WHAT THE EXERCISE ASKS:
Continue the court judgment below on the dispute over the park model home, beginning immediately after its final sentence.

EXCERPT TO READ:
|---|

Court File and Parties
Court File No.: 755/16SR Date: 2020-04-14 Ontario Superior Court of Justice
Between: BLUE WATER GOLF COURSE INC. operating as WEST COAST LEISURE SALES, Plaintiff – and – DAVID JOHN BRAD HANSON and MARGARET MacMILLAN, Defendants
Counsel: J.J. Masterson, for the Plaintiff Self-represented, for the Defendants
Heard: March 2 and 3, 2020
Before: Grace J.
A. Overview
[1] In October 2014, David Hanson and Margaret MacMillan agreed to purchase a park model home from Blue Water Golf Course Inc.
[2] The residence was manufactured by Northlander Industries (“Northlander”) and assembled by Blue Water’s employees on a lot the defendants selected in Dashwood, Ontario. Mr. Hanson and Ms. MacMillan moved in on June 1, 2015.
[3] Cool temperatures caused the defendants to activate the furnace. They were awakened early the next morning by the smoke alarm.
[4] The defendants allege that a small explosion or blow back occurred within the furnace because of the presence of an excessive amount of anti-corrosion oil. Smoke was generated which travelled through the ducts and into the living area.
[5] They maintain the furnace issue caused a number of problems. While the smoke dissipated, it left a thin layer of soot. Even after the residence was thoroughly cleaned, an unpleasant odour remained which became more noticeable when the furnace was reactivated in early September 2015.
[6] The defendants argue that Blue Water allowed insulation to protrude into the ducts. They maintain that smoke generated by the furnace interacted with and was stored within the insulation which, in turn, produced the unwelcome aroma. They say that the poor air quality induced headaches. Ultimately, the defendants left their home for an extended period of time and moved into a motel.
[7] The defendants say they have suffered damages in the amount of $61,306.65. That claim relates primarily to the cost of replacing a long list of things including the furnace, the duct work, furniture and clothing. They seek to set off their damages against Blue Water’s claim to the principal sum of $81,370.65. [1] While initially denying an obligation to pay anything further, the defendants’ liability for the balance of $20,064 is no longer disputed.

|---|

INFORMATION SHOWN:
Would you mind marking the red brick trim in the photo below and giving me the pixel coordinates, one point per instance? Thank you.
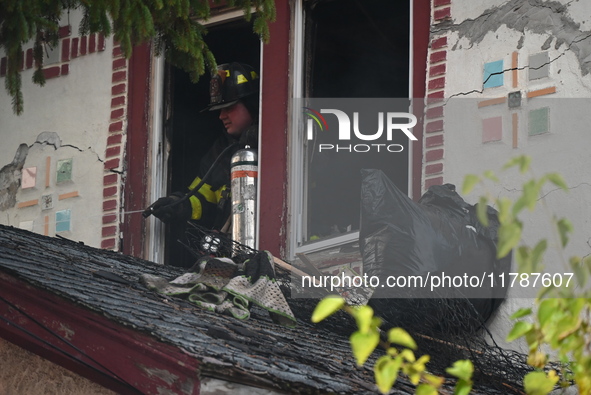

|---|

ANSWER FOR THIS EXERCISE:
[8] Blue Water denies that it is responsible for any of the defendants’ complaints. No expert evidence was led by Mr. Hanson and Ms. MacMillan to support their theory concerning: (i) the improper installation of insulation; or (ii) the interaction between smoke from the furnace and the insulation Blue Water’s employees installed.
[9] Blue Water also notes that the defendants filed a claim with their insurer, Intact Insurance Company (“Intact”). They received compensation totaling $26,567.69. Dissatisfied with the amount received, Mr. Hanson and Ms. MacMillan commenced an action again Intact which is ongoing.
[10] The plaintiff submits that, in any event, the defendants have failed to prove the amounts they claim on account of damages.
[11] These reasons explain why Blue Water is entitled to judgment for the amount it seeks.
B. The Evidence and Fact Findings
[12] A longer chronology follows.
[13] I start with the quantum of the plaintiff’s claim. A portion of the purchase price was paid before the incident by way of a trade-in and two instalments of $5,000 each. [2] An additional and final payment of $50,000 was made on June 29, 2015.
[14] Derek Jefferson testified on behalf of the plaintiff. He is its president and was the representative of the company who dealt with the defendants throughout.
[15] Mr. Jefferson recalled receiving a voice mail message from Mr. Hanson concerning an alleged fire. After contacting the service manager of Northlander, Mr. Jefferson met the defendants at their residence. He said he was unable to see smoke damage or smell smoke. However, he recalled that the curtains had a musty smell, as if they had been in storage. The odour of a cleaning substance emanated from some of the pieces of furniture he examined.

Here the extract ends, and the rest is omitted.